EXTRACTED RECORDS Block Start
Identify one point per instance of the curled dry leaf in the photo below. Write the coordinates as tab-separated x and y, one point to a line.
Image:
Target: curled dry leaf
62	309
EXTRACTED RECORDS Block End
EXTRACTED RECORDS Block Start
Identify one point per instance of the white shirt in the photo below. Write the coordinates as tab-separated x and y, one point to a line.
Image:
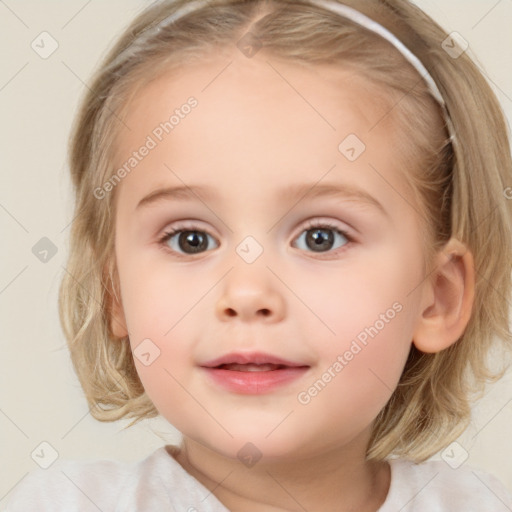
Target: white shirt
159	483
EXTRACTED RECORDS Block End
TASK STATEMENT = Every line above that carries the string "point" should be copied.

EXERCISE RESPONSE =
Identify one point per instance of the curled dry leaf in the photo below. Write the coordinates as tab-separated x and y, one point to a line.
Identify one point per instance of the white shirt in the photo below. Write the coordinates as tab-separated x and y, one point to a line.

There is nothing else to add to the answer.